■ Provided text ■
• • •

When a video of the incident began circulating on the web, social media users worked together to track down the cat kicker, and police took Robinson into custody Monday evening. He has since been charged with misdemeanor overdriving, torturing, and injuring animals, the New York Post reports, offenses that carry a maximum sentence of one year behind bars.
Animal advocates hope Robinson’s charges will be upgraded to felonies just in time for his next court appearance June 9.
Cat-kicker Andre Robinson is no stranger to committing crimes: He has had eight prior arrests, including one for a 2011 knife-point robbery. Robinson admitted to police that he was indeed the one in the infamous video.
The friendly grey-and-white cat Robinson allegedly abused ran off into the bushes after being brutally kicked, obviously injured and shaken. Rescuers and area residents alike spent days searching the area around the Brevoort Houses, a public housing project in Brooklyn, but the poor kitty was nowhere to be found. Veterinarians who’d seen the shocking video said the trauma had at best had likely wounded the feline and at worst may have even killed him.
Brevoort residents say the cat frequents their building and is affectionately known as King. Residents and neighbors are disgusted by Robinson’s actions.
“Who does that to a cat?” one man asked. “At least pick something that can fight back.”

• • •

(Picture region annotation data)

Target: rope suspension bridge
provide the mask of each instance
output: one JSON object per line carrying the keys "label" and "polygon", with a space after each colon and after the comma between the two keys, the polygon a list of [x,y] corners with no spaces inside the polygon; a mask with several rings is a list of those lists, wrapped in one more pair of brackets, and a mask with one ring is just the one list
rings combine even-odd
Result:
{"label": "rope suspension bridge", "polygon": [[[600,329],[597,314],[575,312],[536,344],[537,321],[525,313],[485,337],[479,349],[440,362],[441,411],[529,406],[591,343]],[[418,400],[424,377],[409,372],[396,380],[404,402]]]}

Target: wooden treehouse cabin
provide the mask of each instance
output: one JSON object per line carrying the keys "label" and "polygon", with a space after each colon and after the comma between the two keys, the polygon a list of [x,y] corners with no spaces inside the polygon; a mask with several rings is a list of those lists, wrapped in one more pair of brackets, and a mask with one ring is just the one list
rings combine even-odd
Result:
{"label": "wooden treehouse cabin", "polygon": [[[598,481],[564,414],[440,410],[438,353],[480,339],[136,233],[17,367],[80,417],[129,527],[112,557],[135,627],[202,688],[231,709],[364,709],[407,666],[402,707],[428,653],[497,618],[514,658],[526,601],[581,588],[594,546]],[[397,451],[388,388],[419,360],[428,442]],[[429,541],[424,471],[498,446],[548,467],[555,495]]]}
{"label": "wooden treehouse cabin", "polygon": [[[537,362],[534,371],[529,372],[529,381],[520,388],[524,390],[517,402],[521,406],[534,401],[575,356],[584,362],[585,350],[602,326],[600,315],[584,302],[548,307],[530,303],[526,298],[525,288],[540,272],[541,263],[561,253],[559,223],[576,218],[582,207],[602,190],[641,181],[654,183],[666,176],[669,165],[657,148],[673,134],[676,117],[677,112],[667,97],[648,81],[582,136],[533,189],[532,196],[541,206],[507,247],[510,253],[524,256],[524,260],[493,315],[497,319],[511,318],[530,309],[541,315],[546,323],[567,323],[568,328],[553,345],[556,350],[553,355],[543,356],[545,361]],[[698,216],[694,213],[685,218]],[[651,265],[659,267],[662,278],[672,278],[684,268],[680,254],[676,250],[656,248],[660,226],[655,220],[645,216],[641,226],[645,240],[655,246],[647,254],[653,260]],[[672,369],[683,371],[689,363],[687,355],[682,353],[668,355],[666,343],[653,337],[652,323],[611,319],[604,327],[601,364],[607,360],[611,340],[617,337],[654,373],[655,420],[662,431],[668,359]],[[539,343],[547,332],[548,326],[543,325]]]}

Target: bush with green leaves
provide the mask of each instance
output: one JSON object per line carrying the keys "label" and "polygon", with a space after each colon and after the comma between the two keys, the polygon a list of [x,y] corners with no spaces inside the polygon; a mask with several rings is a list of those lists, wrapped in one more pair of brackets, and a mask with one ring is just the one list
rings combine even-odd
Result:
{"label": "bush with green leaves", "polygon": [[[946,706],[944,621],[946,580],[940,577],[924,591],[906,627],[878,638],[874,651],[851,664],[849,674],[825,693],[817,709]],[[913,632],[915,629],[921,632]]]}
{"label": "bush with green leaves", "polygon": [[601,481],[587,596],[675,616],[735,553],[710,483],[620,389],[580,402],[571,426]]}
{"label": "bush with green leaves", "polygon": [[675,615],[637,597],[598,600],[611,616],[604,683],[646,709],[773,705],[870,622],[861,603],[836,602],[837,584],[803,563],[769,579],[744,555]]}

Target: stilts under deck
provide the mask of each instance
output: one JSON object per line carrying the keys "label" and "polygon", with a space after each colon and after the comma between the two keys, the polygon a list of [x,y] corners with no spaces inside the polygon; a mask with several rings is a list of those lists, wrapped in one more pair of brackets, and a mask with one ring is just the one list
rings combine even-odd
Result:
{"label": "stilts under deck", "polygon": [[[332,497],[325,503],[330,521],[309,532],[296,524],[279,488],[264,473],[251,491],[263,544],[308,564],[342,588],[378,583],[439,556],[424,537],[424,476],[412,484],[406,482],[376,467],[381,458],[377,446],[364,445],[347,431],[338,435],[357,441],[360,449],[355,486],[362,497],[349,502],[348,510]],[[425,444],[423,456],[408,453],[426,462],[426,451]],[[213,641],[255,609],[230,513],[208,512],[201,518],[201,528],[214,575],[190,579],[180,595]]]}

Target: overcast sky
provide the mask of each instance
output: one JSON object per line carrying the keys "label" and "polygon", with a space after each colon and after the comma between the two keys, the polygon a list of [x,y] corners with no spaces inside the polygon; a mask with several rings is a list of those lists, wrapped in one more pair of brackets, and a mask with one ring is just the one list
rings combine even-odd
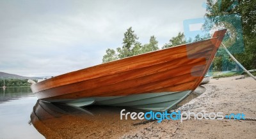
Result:
{"label": "overcast sky", "polygon": [[0,71],[56,76],[100,64],[131,26],[161,48],[184,20],[204,17],[205,1],[0,1]]}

• • •

■ List of tasks ■
1) In the cat-kicking article, repeat the stretch from "When a video" through "year behind bars.", substituting "jail" for "custody".
2) According to the cat-kicking article, when is Robinson's next court appearance?
3) Translate this sentence from the cat-kicking article into Spanish: "Brevoort residents say the cat frequents their building and is affectionately known as King."
These rows were drawn from a separate source.

■ Answers provided ■
1)
When a video of the incident began circulating on the web, social media users worked together to track down the cat kicker, and police took Robinson into jail Monday evening. He has since been charged with misdemeanor overdriving, torturing, and injuring animals, the New York Post reports, offenses that carry a maximum sentence of one year behind bars.

2) June 9

3) Los residentes de Brevoort dicen que el gato frecuenta su edificio y que lo llaman cariñosamente King.